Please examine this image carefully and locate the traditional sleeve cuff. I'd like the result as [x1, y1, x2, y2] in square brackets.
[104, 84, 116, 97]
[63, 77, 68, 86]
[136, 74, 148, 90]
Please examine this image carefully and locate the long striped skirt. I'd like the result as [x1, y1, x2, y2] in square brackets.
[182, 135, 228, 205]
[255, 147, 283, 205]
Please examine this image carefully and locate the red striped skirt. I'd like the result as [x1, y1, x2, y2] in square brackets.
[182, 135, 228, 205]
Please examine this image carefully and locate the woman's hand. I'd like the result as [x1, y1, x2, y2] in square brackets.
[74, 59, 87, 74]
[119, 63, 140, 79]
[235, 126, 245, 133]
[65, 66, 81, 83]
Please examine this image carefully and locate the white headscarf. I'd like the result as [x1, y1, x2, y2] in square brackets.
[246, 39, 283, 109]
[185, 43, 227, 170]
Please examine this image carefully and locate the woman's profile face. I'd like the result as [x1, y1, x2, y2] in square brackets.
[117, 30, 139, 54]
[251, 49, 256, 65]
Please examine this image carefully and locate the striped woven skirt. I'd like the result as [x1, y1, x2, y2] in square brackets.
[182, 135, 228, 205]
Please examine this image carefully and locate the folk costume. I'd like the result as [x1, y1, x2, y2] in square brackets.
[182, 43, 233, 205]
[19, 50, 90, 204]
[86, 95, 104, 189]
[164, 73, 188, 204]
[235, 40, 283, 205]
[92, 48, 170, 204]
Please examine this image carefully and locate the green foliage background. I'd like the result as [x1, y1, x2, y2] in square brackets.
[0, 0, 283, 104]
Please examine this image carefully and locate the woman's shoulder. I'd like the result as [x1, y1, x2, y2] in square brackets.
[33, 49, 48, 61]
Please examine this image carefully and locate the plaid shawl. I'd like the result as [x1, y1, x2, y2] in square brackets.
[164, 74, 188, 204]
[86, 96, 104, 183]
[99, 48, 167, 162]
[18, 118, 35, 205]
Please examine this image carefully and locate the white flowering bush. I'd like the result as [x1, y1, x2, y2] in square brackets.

- [Task objective]: Please set out the lines of the records above as a numbered list, from the line with "Please examine this image carefully and locate the folk" up to and including the line with "[92, 48, 170, 204]", and leave out any blank lines.

- [Reply]:
1. Please examine this image carefully and locate the folk costume. I'd like the result as [x1, y1, x2, y2] in square brackets.
2. [182, 43, 233, 205]
3. [19, 50, 90, 204]
4. [86, 95, 104, 189]
5. [164, 73, 188, 204]
6. [235, 40, 283, 205]
7. [92, 48, 170, 204]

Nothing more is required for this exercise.